# Given records
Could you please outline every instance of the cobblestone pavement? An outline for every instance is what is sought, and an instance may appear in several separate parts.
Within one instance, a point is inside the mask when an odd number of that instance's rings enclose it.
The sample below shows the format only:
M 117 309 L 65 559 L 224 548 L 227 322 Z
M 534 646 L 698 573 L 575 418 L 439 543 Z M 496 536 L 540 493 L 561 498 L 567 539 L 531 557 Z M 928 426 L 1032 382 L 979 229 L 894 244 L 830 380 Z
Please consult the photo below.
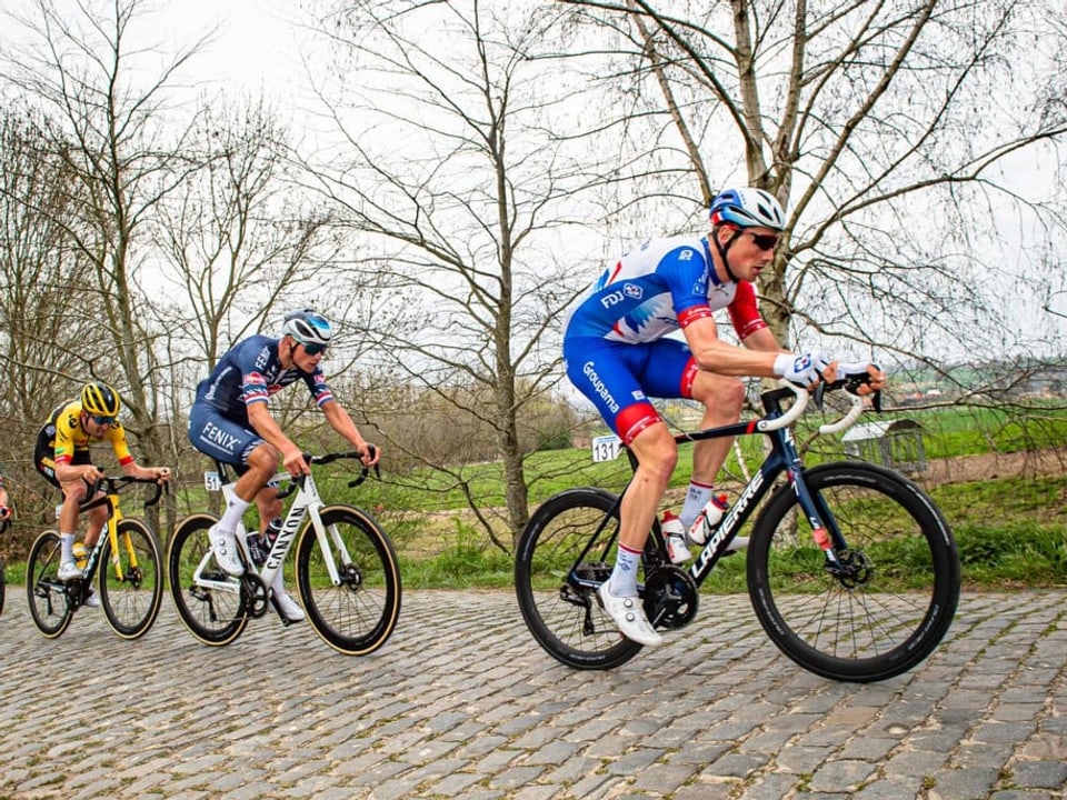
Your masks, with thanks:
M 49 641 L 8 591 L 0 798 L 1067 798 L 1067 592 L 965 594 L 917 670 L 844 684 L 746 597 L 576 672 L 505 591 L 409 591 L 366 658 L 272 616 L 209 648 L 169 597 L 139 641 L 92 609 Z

# What the exercise asks
Please copy every line of the records above without changing them, leaving out the pictures.

# The completed task
Could you please outline every instance of the cobblestone pavement? An outline for every instance is what is sought, and an instance may appear in several separate parts.
Within one instance, a point is inside the mask when an odd number of that instance's rings enclose it.
The sample below shows the format only:
M 117 309 L 65 559 L 224 548 L 227 322 Z
M 534 646 L 698 573 L 575 418 L 439 543 Z M 496 536 L 540 493 L 561 498 L 567 539 L 531 557 Z M 928 426 L 1032 382 L 979 229 L 894 244 L 830 380 Z
Please consult the photo below.
Your masks, with thanks:
M 49 641 L 8 591 L 0 798 L 1067 798 L 1067 592 L 965 594 L 917 670 L 844 684 L 746 597 L 576 672 L 505 591 L 409 591 L 366 658 L 272 616 L 209 648 L 169 597 L 139 641 L 92 609 Z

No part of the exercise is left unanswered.